[Region annotation entries]
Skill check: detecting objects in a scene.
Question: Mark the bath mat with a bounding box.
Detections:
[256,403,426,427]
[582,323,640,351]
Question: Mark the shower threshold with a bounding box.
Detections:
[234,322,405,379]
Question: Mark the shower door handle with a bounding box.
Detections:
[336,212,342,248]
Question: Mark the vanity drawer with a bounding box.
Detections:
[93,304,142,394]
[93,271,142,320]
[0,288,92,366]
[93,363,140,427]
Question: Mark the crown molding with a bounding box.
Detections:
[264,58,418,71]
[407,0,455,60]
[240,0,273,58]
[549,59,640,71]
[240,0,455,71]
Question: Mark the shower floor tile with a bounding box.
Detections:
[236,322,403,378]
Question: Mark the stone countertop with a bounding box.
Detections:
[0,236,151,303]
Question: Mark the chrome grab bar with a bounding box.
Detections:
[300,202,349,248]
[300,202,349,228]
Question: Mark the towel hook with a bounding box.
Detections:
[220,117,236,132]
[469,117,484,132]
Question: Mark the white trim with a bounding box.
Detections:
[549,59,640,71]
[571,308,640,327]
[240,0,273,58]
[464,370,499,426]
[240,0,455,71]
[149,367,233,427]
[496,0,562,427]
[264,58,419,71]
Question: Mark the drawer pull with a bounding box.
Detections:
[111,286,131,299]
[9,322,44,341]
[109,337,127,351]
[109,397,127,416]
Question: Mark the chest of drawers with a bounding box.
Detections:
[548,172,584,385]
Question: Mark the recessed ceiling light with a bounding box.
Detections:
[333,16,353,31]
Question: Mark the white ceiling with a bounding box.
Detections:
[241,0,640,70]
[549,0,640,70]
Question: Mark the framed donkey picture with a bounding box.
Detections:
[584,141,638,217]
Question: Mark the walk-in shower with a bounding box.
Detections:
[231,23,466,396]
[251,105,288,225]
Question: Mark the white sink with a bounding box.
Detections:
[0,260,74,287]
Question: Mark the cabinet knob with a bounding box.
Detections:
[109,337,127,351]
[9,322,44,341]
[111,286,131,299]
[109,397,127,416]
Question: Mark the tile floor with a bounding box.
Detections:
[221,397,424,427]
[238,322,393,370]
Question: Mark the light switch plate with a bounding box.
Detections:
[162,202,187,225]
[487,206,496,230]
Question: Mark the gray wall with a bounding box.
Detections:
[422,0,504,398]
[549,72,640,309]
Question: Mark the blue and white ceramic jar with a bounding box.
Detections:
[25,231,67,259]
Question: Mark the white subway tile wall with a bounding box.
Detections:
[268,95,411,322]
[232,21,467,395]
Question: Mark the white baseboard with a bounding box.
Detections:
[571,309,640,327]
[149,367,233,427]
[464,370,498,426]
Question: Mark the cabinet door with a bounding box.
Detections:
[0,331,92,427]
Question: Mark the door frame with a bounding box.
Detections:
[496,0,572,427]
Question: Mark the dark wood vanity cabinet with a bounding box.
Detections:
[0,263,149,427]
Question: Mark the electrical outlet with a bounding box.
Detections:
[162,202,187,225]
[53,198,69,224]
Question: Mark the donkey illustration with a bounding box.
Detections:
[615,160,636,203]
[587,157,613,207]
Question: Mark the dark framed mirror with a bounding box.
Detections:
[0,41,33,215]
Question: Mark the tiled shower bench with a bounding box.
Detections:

▶ **PROBLEM TO SOLVE**:
Turn everything from the line containing "Question: Mark the blue" down to the line containing "[232,21,467,395]", both included, into a numbered list, omitting any blank lines.

▶ **RESPONSE TO THE EXERCISE**:
1. Question: Mark the blue and white ceramic jar with a bounding box.
2. Detections:
3. [25,231,67,259]
4. Question: Mark the white subway tile wall with a bounding box.
5. Detections:
6. [268,95,411,322]
7. [232,21,467,395]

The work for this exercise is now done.